> [Qué hacer]:
**A)** Según el texto sobre el procedimiento administrativo, ¿qué acciones puede realizar la administración al volver a revisar sus actos? Enuméralas todas.
**B)** Prolonga el texto sobre el procedimiento administrativo a partir de su última oración.

Posteriormente este criterio jurisprudencial fue abandonado, volviendo a
permitirse la impugnación de cualquier acto administrativo en sede judicial,
independientemente del tipo de procedimiento que se haya seguido para dictarlo.
Igualmente, solo el concepto ideado por la magistrada Hildegard Rondón de Sansó
sería el acogido por la jurisprudencia (y la doctrina), hecho que analizaremos
en breve.
En
cuanto a los procedimientos recursivos o de segundo grado, hay quienes afirman
que éstos contienen un carácter jurisdiccional debido a que comprenden una
especie de contención entre el particular y la administración. No obstante,
esta disertación no ha sido de mucha aceptación inclusive en el derecho
comparado. Quienes la critican afirman que el derecho de recurrir a los actos
administrativos constitutivos o de primer grado comprende más que todo una
expresión del ejercicio del derecho a la defensa y al debido proceso reflejado
en los procedimientos administrativos[20] y,
a la vez, una posibilidad para que la administración vuelva a revisar sus actos
(potestad de autotutela) pudiendo revocarlos en su totalidad o parcialmente en
el caso de verificarse algún vicio de nulidad absoluta o relativa, realizar
correcciones en beneficio del particular y hasta considerar nuevamente las
razones de oportunidad y conveniencia que llevaron a dictar el acto original;
lo mismo sucede cuando se ejerce un recurso jerárquico, con la diferencia de
que al ser un superior jerárquico el órgano revisor, se pone en práctica el principio
de jerarquía típico de la administración pública, a través del cual esta no
solo verifica el cumplimiento de los lineamientos establecidos en las políticas
públicas implementadas desde los más altos niveles de su estructura
organizativa, sino que también puede revisar el cumplimiento con la legalidad
de todas sus actuaciones.
Es
por ello que se reafirma, con toda razón, lo que ya habíamos dicho de que el
procedimiento administrativo comprende a la vez una garantía para el
particular, en tanto que sirve para la protección de sus derechos subjetivos
individuales, como para la administración, en el sentido de que está última
puede cumplir sus objetivos eficazmente mediante una mejor técnica.

Entradas para señalar y etiquetar
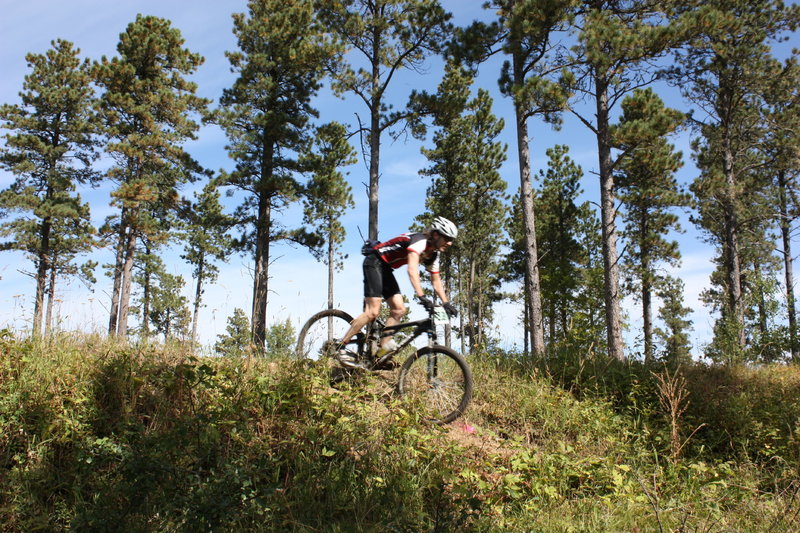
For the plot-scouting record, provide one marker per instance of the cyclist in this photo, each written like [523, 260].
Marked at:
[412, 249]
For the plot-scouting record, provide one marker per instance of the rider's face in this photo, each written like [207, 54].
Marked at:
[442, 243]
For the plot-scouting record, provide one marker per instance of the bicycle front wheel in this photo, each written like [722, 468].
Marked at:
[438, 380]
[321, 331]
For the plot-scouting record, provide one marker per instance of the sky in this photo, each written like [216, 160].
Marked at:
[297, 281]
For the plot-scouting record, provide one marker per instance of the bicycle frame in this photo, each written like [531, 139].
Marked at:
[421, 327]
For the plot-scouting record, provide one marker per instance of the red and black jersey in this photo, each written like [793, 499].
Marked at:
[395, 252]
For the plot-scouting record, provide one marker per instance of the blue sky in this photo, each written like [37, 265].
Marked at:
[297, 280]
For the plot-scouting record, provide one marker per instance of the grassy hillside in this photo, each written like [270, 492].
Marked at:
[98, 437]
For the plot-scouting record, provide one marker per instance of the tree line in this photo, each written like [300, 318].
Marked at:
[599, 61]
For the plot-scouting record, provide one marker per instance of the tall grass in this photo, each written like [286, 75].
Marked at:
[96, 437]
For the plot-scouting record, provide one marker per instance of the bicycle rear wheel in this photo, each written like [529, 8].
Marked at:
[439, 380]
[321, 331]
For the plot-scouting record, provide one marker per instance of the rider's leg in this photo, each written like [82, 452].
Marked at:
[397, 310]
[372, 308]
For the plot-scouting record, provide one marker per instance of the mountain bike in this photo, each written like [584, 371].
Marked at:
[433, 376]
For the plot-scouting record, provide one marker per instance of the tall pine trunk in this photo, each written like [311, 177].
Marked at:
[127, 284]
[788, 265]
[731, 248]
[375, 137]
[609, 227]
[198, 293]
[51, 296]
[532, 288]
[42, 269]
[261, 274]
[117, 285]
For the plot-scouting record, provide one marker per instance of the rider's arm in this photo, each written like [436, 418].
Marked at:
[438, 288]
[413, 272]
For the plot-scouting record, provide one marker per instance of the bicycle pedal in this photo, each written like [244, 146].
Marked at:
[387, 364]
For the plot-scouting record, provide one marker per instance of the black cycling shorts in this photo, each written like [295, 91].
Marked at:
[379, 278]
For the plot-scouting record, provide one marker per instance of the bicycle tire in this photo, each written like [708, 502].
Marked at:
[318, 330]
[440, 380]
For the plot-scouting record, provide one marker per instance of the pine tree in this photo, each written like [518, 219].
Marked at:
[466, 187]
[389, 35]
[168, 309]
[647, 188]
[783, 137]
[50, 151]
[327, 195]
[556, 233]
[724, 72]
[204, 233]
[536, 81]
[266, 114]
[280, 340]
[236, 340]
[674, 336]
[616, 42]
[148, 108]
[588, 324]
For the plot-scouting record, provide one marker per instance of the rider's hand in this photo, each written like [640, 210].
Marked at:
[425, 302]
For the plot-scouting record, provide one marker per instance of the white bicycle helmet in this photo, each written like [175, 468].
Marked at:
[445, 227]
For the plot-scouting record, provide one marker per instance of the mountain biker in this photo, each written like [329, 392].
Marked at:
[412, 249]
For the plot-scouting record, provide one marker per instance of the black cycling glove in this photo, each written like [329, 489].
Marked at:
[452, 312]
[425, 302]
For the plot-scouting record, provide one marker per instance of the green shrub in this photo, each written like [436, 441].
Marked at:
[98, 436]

---

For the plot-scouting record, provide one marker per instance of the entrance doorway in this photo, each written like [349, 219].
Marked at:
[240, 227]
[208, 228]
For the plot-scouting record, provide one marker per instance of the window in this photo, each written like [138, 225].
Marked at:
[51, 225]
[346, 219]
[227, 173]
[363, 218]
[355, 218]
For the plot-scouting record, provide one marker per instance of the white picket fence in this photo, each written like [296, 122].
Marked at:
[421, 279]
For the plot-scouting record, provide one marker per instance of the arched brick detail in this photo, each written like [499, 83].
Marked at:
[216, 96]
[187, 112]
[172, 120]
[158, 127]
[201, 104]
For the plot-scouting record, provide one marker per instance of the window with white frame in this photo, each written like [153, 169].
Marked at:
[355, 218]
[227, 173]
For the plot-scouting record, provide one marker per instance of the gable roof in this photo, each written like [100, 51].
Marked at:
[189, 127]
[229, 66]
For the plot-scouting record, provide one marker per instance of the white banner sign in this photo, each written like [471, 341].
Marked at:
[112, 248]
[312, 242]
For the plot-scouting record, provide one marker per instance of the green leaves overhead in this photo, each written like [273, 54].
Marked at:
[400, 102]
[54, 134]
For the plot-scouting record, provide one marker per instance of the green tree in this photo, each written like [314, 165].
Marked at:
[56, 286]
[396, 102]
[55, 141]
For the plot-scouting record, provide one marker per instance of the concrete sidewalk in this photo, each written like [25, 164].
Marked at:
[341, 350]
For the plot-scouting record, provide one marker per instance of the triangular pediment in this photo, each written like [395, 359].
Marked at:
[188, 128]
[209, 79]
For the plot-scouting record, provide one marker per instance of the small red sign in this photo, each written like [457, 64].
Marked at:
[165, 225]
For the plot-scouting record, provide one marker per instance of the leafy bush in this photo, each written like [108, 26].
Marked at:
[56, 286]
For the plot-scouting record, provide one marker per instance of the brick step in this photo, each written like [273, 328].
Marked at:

* * *

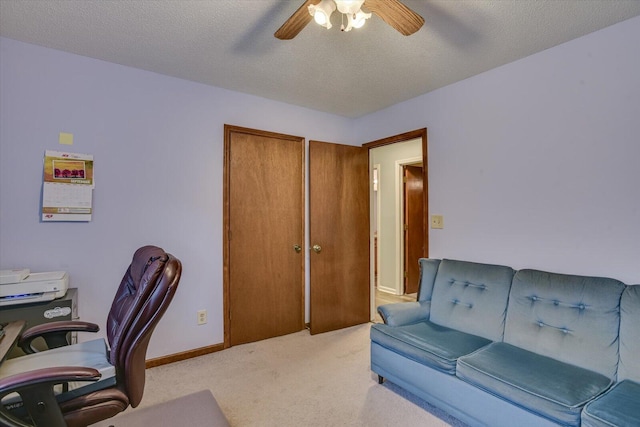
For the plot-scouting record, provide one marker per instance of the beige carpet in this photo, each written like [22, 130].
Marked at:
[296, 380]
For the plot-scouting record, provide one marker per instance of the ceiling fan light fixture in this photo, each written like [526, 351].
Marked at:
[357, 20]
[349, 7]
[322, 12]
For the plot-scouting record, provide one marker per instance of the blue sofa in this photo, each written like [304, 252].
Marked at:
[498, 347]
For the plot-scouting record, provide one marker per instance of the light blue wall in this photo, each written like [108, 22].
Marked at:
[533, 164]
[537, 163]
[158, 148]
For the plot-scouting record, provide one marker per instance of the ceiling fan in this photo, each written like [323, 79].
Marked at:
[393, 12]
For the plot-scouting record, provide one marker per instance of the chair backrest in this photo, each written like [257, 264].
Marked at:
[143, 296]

> [Resultados por tarea]:
**A)**
- Revocarlos en su totalidad o parcialmente si se verifica algún vicio de nulidad absoluta o relativa.
- Realizar correcciones en beneficio del particular.
- Considerar nuevamente las razones de oportunidad y conveniencia que llevaron a dictar el acto original.

**B)**
Observaciones
similares se hacen a la opinión según la cual los procedimientos sancionatorios
poseen alguna cualidad o carácter jurisdiccional, por supuestamente consistir
en una contención o controversia entre la administración y el particular que
sería sancionado o no. El hecho es que estos procedimientos no son sino una
expresión de las potestades de la administración que se concretan en las
llamadas actividades de policía, cuyos fines son los de asegurar el
cumplimiento de disposiciones legales que tutelan de forma directa el interés
general o público. Lógicamente, no pudiera de otra forma entenderse la potestad
de autotutela y los fines a los que está llamada a cumplir la administración,
si ella misma no pudiera sancionar a los particulares y funcionarios públicos
que también infrinjan esas normativas, de no ser así, la administración se
encontraría en la misma situación jurídica de cualquier otro particular. En
resumen, en estos casos de supuestos procedimientos cuasijurisdiccionales, la
administración no posee en la absoluto una controversia con algún particular,
sino que únicamente actúa mediante la imposición de sanciones –que ella misma
puede ejecutar– a aquellos particulares que presuntamente han infringido alguna
disposición legal o reglamentaria, con la finalidad de reforzar su
cumplimiento, en tanto normas legales cuya ejecución directa supone no otro fin
sino aquel de tutelar directa y concretamente un interés general.
En
tiempos más recientes, parte de la doctrina que ha vuelto a estudiar con
profundidad los procedimientos cuasijurisdiccionales, lo ha seguido haciendo de
forma crítica, como por ejemplo lo hace el profesor Luis Pompilio Sánchez en su
obra “La Inconstitucionalidad de los Actos Cuasijurisdiccionales”[21].
De este trabajo en particular, podemos preliminarmente destacar de su título,
que pareciera mantenerse en el mismo hilo de discusión que originalmente se
planteó con la obra original de Rondón de Sansó. Con base a esa premisa,
pasemos ahora a confirmar si la conceptualización de la figura sigue –con los
agregados e interpretaciones que correspondan– más o menos esa misma línea de
pensamiento.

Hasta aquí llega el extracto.